Short problem 1 >>
According to the passages from the Gospel of John, what two reasons made the Jewish leaders try all the more to kill Jesus?
Short problem 2 >>
Extend the selection of Gospel of John passages, picking up right after its final line.

Document excerpt >>
## start

So let me offer just some of these passages from just these two books, beginning with John:
John 1:11 He came to that which was his own, but his own did not receive him.
John 5:16-18 So, because Jesus was doing these things on the Sabbath, the Jewish leaders began to persecute him. In his defense Jesus said to them, “My Father is always at his work to this very day, and I too am working.” For this reason they tried all the more to kill him; not only was he breaking the Sabbath, but he was even calling God his own Father, making himself equal with God.
John 6:67 From this time many of his disciples turned back and no longer followed him. “You do not want to leave too, do you?” Jesus asked the Twelve.
John 7:5-7 For even his own brothers did not believe in him. Therefore Jesus told them, “My time is not yet here; for you any time will do. The world cannot hate you, but it hates me because I testify that its works are evil.

## end

Supplied data >>
## start

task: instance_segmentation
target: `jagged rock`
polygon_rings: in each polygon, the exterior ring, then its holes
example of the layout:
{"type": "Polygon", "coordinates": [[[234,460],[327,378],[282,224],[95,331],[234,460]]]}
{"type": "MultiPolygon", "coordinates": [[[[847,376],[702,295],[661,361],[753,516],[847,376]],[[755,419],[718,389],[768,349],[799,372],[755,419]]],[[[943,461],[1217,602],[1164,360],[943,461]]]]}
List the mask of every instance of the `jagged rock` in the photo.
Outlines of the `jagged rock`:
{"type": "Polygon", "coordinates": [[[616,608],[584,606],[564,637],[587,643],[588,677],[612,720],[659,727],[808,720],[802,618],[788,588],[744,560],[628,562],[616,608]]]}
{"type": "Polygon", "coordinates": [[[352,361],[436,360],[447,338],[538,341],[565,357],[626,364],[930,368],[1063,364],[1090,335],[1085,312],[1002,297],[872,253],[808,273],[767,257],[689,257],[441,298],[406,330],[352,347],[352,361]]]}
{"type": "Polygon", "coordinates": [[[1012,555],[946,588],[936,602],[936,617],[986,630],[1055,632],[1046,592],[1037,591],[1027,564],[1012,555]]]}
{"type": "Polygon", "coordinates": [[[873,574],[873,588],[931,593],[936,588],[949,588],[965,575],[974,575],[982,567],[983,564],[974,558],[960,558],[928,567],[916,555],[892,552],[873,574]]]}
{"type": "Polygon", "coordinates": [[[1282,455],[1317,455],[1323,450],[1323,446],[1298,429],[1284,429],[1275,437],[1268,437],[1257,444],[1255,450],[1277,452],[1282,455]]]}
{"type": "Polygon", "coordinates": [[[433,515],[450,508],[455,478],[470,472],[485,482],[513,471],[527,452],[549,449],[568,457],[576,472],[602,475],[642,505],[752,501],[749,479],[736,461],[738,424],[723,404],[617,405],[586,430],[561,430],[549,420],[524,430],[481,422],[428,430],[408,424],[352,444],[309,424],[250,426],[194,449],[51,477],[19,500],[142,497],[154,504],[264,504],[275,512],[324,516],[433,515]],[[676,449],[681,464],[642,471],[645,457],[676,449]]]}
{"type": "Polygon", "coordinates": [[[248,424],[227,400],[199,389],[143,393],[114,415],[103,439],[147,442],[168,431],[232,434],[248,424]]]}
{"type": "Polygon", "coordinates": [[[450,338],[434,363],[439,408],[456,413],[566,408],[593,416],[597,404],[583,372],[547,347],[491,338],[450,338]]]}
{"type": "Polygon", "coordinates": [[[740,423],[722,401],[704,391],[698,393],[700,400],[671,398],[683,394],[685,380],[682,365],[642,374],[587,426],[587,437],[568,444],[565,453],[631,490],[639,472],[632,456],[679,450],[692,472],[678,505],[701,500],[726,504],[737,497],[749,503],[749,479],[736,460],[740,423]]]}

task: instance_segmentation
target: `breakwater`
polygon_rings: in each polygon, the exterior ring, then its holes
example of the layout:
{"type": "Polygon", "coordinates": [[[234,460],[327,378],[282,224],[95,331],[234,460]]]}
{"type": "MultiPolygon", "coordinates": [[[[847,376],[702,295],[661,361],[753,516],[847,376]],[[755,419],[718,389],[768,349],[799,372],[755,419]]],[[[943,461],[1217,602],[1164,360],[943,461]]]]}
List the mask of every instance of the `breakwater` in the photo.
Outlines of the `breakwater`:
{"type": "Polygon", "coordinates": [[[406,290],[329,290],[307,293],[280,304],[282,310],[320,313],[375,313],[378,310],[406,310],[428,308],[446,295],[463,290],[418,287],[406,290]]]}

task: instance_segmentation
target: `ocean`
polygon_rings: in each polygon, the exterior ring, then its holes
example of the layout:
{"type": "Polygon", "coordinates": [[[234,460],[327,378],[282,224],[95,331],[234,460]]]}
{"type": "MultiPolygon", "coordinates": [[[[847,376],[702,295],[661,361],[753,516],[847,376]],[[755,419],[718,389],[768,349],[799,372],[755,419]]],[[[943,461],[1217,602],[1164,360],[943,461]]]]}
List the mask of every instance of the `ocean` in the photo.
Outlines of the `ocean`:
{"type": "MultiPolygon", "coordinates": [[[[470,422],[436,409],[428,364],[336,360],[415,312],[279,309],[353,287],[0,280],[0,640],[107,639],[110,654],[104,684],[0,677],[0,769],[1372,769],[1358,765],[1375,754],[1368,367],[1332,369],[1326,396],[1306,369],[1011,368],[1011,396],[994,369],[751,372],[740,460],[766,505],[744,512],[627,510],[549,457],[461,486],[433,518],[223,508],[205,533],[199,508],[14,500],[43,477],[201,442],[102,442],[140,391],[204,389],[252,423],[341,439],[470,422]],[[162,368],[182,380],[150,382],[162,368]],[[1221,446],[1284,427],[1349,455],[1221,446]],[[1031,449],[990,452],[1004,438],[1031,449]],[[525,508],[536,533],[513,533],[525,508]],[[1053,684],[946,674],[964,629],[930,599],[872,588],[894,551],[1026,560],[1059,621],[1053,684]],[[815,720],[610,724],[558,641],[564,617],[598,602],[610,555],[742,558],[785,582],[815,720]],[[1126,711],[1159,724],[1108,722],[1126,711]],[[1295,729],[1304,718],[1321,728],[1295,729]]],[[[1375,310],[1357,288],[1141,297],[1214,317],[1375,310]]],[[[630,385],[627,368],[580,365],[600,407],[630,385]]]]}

## end

Final result 1 >>
He was breaking the Sabbath, and he was calling God his own Father, making himself equal with God.

Final result 2 >>
John 7:12 Among the crowds there was widespread whispering about him. Some said, “He is a good man.” Others replied, “No, he deceives the people.”
John 7:20 “You are demon-possessed,” the crowd answered.
John 7:30-31 At this they tried to seize him, but no one laid a hand on him, because his hour had not yet come. Still, many in the crowd believed in him.
John 7:40-43 On hearing his words, some of the people said, “Surely this man is the Prophet.” Others said, “He is the Christ.” Still others asked, “How can the Christ come from Galilee? Does not the Scripture say that the Christ will come from David’s family and from Bethlehem, the town where David lived?” Thus the people were divided because of Jesus.
John 9:16 Some of the Pharisees said, “This man is not from God, for he does not keep the Sabbath.” But others asked, “How can a sinner do such miraculous signs?” So they were divided.
John 9:39 Jesus said, “For judgment I have come into this world so that the blind will see and those who see will become blind”.
John 10:19-21 The Jews who heard these words were again divided. Many of them said, “He is demon-possessed and raving mad. Why listen to him?” But others said, “These are not the sayings of a man possessed by a demon. Can a demon open the eyes of the blind?”
John 11:36-37 Then the Jews said, “See how he loved him!” But some of them said, “Could not he who opened the eyes of the blind man have kept this man from dying?”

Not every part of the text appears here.